● **Brief 1**
In the blog post on the EVE Blog Banter below, who proposed this month's topic?

● **Excerpt**
--- BEGIN ---

Eve Blog Banter: If you can’t ride two horses at once, you shouldn’t be in the circus.
by Oz on Feb.24, 2009, under Eve Online
I’ve managed to get myself involved in the blog banter, so here we go…
Welcome to the fifth installment of the EVE Blog Banter, the monthly EVE Online blogging extravaganza created by CrazyKinux. The EVE Blog Banter involves an enthusiastic group of gaming bloggers, a common topic within the realm of EVE Online, and a week to post articles pertaining to the said topic. The resulting articles can either be short or quite extensive, either funny or dead serious, but are always a great fun to read! Any questions about the EVE Blog Banter should be directed here. Check out other EVE Blog Banter
This month’s topic comes to us from Mynxee of Life in Low Sec. She asks:
“Alts and Metagaming: Is playing two accounts who are logged in at the same time and work together (hauler/miner, explorer/combat associate, trade alts in trade hubs) a form of metagaming that is “ruining the game”?
Before I started to answer this, I thought I would try and define what exactly metagaming was. According to wikipedia, Metagaming is a broad term usually used to define any strategy, action or method used in a game which transcends a prescribed ruleset, uses external factors to affect the game, or goes beyond the supposed limits or environment set by the game. In simple terms, using out-of-game information, or resources, to affect one’s in-game decisions.
I’m not really sure that metagaming is actually the correct term to apply to the topic Mynxee is raising. Running 2 accounts isn’t bending the rules, is using the same hardware/software that everyone else does to play the game, the only possible link would it be that it goes beyond the limits or the environment set by the game in that you can do multiple tasks in the same space that a single character/client can do.
That aside, the main part of the question is is it ruining the game. In my opinion no, but then again, I only run one account. I do know someone who used to run a lot of accounts, so I’ll tell you a story about him. I’m going to refer to him as TheDude, it’s not his real name.

--- END ---

● **Brief 2**
In the listing below, count the lines that contain the string "stem", treating case as significant, and give only the number.

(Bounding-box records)
--- BEGIN ---

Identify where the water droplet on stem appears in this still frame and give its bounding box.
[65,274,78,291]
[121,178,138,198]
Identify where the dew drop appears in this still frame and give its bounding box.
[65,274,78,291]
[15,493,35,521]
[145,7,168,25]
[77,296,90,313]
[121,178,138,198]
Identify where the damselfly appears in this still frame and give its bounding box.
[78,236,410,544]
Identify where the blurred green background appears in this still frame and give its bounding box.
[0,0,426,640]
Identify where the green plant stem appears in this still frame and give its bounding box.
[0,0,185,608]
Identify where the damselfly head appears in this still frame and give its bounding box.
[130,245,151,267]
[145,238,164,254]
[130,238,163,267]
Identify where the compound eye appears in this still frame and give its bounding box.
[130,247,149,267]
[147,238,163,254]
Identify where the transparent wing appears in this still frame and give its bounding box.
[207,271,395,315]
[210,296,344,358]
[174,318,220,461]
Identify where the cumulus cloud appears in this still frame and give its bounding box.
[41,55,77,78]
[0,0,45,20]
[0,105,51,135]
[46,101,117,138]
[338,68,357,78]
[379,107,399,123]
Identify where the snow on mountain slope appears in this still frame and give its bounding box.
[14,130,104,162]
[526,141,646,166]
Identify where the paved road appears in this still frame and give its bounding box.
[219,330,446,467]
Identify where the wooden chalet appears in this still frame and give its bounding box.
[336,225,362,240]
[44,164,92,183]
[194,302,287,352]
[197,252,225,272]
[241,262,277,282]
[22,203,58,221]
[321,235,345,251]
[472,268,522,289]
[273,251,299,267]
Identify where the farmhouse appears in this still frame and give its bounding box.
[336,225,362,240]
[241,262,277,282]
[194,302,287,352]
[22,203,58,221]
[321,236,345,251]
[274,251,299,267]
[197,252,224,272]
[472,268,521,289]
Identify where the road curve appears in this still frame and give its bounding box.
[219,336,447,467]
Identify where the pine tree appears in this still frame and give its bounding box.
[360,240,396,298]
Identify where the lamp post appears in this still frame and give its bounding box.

--- END ---

● **Answer 1**
Mynxee of Life in Low Sec.

● **Answer 2**
2